(Coordinate annotation records)

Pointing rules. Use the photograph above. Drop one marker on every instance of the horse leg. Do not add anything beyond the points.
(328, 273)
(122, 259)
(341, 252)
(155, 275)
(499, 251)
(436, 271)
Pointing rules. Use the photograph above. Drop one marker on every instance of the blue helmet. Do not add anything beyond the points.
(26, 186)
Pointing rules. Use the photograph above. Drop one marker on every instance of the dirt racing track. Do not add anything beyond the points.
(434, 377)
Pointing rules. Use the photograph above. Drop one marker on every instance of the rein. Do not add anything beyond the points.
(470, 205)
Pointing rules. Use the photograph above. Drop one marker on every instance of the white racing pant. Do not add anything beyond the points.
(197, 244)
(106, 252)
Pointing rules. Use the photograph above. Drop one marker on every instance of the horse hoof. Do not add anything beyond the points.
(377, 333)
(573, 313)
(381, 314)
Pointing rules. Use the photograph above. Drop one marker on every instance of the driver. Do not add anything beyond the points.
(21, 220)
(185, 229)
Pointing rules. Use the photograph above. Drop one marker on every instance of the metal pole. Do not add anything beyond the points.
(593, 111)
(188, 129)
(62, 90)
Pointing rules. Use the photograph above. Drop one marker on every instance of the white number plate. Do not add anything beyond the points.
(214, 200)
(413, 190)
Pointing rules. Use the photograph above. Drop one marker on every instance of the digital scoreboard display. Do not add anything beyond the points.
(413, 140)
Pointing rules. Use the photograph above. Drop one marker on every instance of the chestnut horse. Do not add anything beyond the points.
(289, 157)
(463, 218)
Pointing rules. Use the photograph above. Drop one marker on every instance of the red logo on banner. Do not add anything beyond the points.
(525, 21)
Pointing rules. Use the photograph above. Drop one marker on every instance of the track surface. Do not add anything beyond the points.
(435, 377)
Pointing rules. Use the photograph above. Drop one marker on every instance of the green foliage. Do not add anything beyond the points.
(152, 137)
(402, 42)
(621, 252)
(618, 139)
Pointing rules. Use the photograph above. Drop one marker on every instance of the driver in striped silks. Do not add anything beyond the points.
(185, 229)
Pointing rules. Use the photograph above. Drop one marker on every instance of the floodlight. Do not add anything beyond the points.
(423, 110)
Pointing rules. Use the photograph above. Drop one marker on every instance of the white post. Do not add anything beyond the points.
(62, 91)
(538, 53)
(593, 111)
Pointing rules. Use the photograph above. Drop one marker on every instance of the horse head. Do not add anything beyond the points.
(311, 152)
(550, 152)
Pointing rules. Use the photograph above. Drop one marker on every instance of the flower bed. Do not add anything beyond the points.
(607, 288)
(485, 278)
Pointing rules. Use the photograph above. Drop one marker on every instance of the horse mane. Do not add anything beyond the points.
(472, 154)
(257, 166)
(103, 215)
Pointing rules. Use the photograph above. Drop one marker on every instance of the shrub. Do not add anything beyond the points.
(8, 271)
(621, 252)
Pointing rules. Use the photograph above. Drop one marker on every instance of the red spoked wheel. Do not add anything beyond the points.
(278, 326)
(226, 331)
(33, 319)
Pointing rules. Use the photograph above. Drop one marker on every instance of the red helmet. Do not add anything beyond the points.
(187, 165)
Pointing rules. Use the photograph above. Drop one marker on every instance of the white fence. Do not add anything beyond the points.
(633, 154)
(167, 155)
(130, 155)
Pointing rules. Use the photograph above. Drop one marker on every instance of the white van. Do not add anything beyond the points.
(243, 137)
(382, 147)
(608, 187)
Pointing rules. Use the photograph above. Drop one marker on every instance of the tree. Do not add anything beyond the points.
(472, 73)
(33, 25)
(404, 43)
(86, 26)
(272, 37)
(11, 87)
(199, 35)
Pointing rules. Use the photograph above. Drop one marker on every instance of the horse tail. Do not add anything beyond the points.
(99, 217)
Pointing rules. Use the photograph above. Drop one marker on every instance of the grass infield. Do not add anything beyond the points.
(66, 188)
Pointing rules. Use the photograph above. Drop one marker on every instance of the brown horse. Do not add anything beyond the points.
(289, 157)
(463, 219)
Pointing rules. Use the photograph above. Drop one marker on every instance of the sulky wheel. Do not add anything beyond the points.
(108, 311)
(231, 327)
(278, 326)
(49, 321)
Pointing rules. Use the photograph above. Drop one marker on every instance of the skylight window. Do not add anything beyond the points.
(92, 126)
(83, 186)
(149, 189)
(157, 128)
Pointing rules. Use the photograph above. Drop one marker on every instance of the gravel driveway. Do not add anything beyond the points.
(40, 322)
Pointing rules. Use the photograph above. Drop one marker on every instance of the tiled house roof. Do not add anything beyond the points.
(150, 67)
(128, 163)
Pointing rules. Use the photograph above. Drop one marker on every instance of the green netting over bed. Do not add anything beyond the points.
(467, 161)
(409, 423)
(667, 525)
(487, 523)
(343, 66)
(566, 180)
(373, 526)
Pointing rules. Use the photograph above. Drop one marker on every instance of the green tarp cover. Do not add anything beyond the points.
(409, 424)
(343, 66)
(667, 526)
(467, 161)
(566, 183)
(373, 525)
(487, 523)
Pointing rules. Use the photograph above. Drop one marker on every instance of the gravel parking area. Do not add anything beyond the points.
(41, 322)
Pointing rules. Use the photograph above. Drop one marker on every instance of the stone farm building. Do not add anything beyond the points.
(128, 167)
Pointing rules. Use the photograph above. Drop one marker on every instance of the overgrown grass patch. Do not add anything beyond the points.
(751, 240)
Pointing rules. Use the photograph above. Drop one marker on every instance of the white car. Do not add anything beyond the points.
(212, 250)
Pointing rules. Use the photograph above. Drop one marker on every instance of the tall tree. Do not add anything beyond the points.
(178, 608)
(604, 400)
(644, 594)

(Problem to solve)
Turn all the records above into a numbered list, and leave out any blank lines.

(Worked answer)
1. Pointing rules. Use the photograph above. Drop one marker on every instance of the horse leg. Do not add anything beyond the points.
2. (328, 273)
3. (122, 259)
4. (341, 252)
5. (155, 275)
6. (499, 251)
7. (436, 271)
8. Pointing rules. Use the photograph above. Drop one marker on every instance of the blue helmet. Do not add anything beyond the points.
9. (26, 186)
10. Pointing rules. Use the photograph above. Drop one marker on every instance of the dirt racing track. Do not add anything beyond the points.
11. (434, 377)
12. Pointing rules. Use the photograph above. Drop one marker on every instance of the rein. Do not add anything beyond the points.
13. (470, 205)
14. Pointing rules. Use the photograph above. Drop one marker on every instance of the white racing pant. Do not add anything beyond the points.
15. (197, 244)
16. (106, 252)
17. Pointing rules. Use the photograph above. Drop one marker on every instance of the horse hoof. Do not add anything beyond the points.
18. (377, 333)
19. (573, 313)
20. (381, 314)
21. Pointing rules. Use the photograph above. Drop one marker on every instance of the driver. Do not add anything beyond the points.
22. (21, 220)
23. (185, 229)
24. Pointing rules. Use the photograph above. Drop one marker on every instance of the metal pole. Do not add anything beyond the points.
25. (593, 111)
26. (188, 129)
27. (62, 90)
28. Pointing rules. Use the photograph above. Drop one marker on every instance of the white number plate. Do not add anything beyond the points.
29. (214, 200)
30. (413, 190)
31. Pointing rules. Use the photograph above. Drop one marker on every instance of the digital scoreboard display. Do not add anything beyond the points.
32. (413, 140)
33. Pointing rules. Use the photograph above. Drop one marker on every instance of the chestnut horse. Do not add anything beyond the points.
34. (289, 157)
35. (463, 218)
36. Pointing rules. Use the photograph above. Drop one marker on every instance of the red logo on banner. Do not add anything beyond the points.
37. (525, 21)
38. Pointing rules. Use the photograph above. Drop one marker on every instance of the track surface. Do not add anything beyond the points.
39. (435, 377)
40. Pointing rules. Use the photograph above. Drop one marker on every instance of the green foliage. Do not add anything beyond the points.
41. (152, 137)
42. (402, 42)
43. (621, 252)
44. (618, 139)
45. Pointing rules. Use the photograph above. Drop one marker on every instance of the driver in striped silks. Do not add anything beyond the points.
46. (185, 229)
47. Pointing rules. Use the photograph above. Drop one marker on every instance of the floodlight. Do not add anything beyond the points.
48. (423, 110)
49. Pointing rules. Use the photograph above. Drop one marker on every instance of the white post. Do not add anything beyond the points.
50. (62, 91)
51. (538, 53)
52. (593, 111)
53. Pointing rules. Use the photograph above. Drop one marker on every instance of the horse head. Do not add anything beyond the points.
54. (311, 152)
55. (550, 152)
56. Pointing rules. Use the photograph above. Drop one marker on every instance of the flower bed. Do not add anything beyond the points.
57. (607, 288)
58. (485, 278)
59. Pointing rules. Use the photograph above. Drop one marker on every instance of the horse mane. Do not add anything beyond the points.
60. (472, 154)
61. (257, 166)
62. (103, 215)
63. Pointing rules. Use the photograph above. Drop one marker on every instance of the shrub. Do not add anything beyond the points.
64. (8, 271)
65. (621, 252)
66. Pointing rules. Use the photograph above. Drop one marker on every instance of the red spoked wheel. Do not add anything beyond the points.
67. (278, 326)
68. (226, 331)
69. (33, 319)
70. Pointing rules. Use the photograph above. Drop one marker on every instance of the red helmet. Do not add anything beyond the points.
71. (187, 165)
72. Pointing rules. Use the photograph above. Drop one marker on every instance of the white fence. Do not add anything beyond the points.
73. (633, 154)
74. (167, 155)
75. (130, 155)
76. Pointing rules. Use the photograph above. Drop one marker on every instance of the white van. Do not add anything beyond the points.
77. (243, 137)
78. (382, 147)
79. (608, 187)
80. Pointing rules. Use the photograph above. Drop one marker on every instance of the tree. Do not add anything beyond the points.
81. (472, 73)
82. (33, 25)
83. (404, 43)
84. (86, 26)
85. (272, 37)
86. (11, 87)
87. (199, 35)
88. Pointing rules. Use the photograph above. Drop one marker on every instance of the horse tail. Do not add anything beyond the points.
89. (99, 217)
90. Pointing rules. Use the photograph above. Drop one marker on every instance of the grass infield. Do not add anything beyond the points.
91. (66, 188)
92. Pointing rules. Use the photograph above. Drop one marker on every instance of the brown horse. Do not add anything beyond the points.
93. (289, 157)
94. (463, 219)
95. Pointing rules. Use the photograph above. Drop one marker on every instance of the sulky wheel. Do not add anything beyond the points.
96. (108, 311)
97. (231, 327)
98. (278, 326)
99. (49, 321)
100. Pointing rules. Use the photograph above. Drop one marker on every instance of the skylight window. Do not add anything beyond the points.
101. (92, 126)
102. (83, 186)
103. (149, 189)
104. (157, 128)
105. Pointing rules. Use the photograph above. Drop one marker on every instance of the gravel driveway. Do not add anything beyond the points.
106. (40, 322)
107. Pointing rules. Use the photograph above. Drop one marker on every instance of the tiled house roof. Do not add anything beyond the points.
108. (150, 67)
109. (128, 163)
110. Pointing rules. Use the photograph above. Drop one marker on every instance of the green netting over bed. Do not add anything beyond the points.
111. (467, 161)
112. (409, 423)
113. (667, 525)
114. (487, 523)
115. (343, 66)
116. (566, 180)
117. (373, 526)
118. Pointing rules. Use the photograph above. Drop one marker on every instance of the green tarp cover. Do not add anything beyond the points.
119. (409, 424)
120. (343, 66)
121. (667, 526)
122. (467, 161)
123. (566, 183)
124. (373, 525)
125. (487, 523)
126. Pointing rules. Use the photograph above. Drop one marker on every instance of the gravel parking area. Do not add anything beyond the points.
127. (41, 322)
128. Pointing rules. Use the photograph above. Drop one marker on every instance of the stone farm building. Do not add anything beyond the points.
129. (128, 167)
130. Pointing rules. Use the photograph above. Drop one marker on every instance of the overgrown grass patch. Do not add anything beyond the points.
131. (751, 240)
132. Pointing rules. Use the photograph above. Drop one marker on every instance of the white car. Do not add anything beyond the points.
133. (212, 250)
134. Pointing rules. Use the photograph above. Drop one marker on every instance of the tall tree. Do not add anything beyond the points.
135. (178, 608)
136. (604, 400)
137. (644, 594)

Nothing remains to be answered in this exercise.